__Instrucción escrita 1__.
Indica si cada afirmación coincide con el fragmento sobre el cuerpo de la mujer y el patriarcado, respondiendo sí o no y citando textualmente las palabras que lo deciden: (a) en el pasado se castigaba socialmente a las mujeres que elegían quedarse solteras y sin hijos; (b) se tolera cualquier cuerpo femenino envejecido; (c) quien escribe habla solo del aborto.

__Fragmento__.
★ ★ ★ ★ ★
A pesar de esta exposición, según el patriarcado, el de la mujer no es un cuerpo que tenga autonomía: no podemos decidir que no queremos tener un hijo, y no estoy hablando sólo del aborto, sino de cómo se castigaba socialmente a las mujeres que decidían quedarse solteras y sin hijos hasta hace poco.

Este cuerpo de mujer —piensan, y se atreven a opinar— ya no sirve para nada cuando envejece. Deja de ser botín y se vuelve un estorbo. Sólo se tolera el cuerpo femenino envejecido de quien ha sido madre, porque ya “cumplió con la función para la que fue creada”. Y sólo se tolera oculto, bien tapadito. Casto, pues.

Que en ese cuerpo, un cuerpo de más de cuarenta, quepa todavía el deseo es imperdonable. Está equivocado.
★ ★ ★ ★ ★
__Registros aportados__.
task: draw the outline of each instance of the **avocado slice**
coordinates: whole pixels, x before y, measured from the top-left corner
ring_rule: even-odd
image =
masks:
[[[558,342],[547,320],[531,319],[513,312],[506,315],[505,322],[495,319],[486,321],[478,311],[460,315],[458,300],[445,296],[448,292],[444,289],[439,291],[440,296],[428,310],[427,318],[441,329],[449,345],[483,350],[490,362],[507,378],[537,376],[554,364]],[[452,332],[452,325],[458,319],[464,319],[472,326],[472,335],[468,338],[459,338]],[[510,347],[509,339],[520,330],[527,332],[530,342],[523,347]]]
★ ★ ★ ★ ★
__Instrucción escrita 2__.
Transcribe de nuevo, línea por línea y sin ningún cambio, todos los registros de arriba.

__Respuesta completa 1__.
(a) Sí: "cómo se castigaba socialmente a las mujeres que decidían quedarse solteras y sin hijos hasta hace poco".
(b) No: "Sólo se tolera el cuerpo femenino envejecido de quien ha sido madre".
(c) No: "no estoy hablando sólo del aborto".

__Respuesta completa 2__.
task: draw the outline of each instance of the **avocado slice**
coordinates: whole pixels, x before y, measured from the top-left corner
ring_rule: even-odd
image =
masks:
[[[558,342],[547,320],[531,319],[513,312],[506,315],[505,322],[495,319],[486,321],[478,311],[460,315],[458,300],[445,296],[448,292],[444,289],[439,291],[440,296],[428,310],[427,318],[441,329],[449,345],[483,350],[490,362],[507,378],[537,376],[554,364]],[[452,332],[452,325],[458,319],[464,319],[472,326],[472,335],[468,338],[459,338]],[[510,347],[509,339],[520,330],[527,332],[530,342],[523,347]]]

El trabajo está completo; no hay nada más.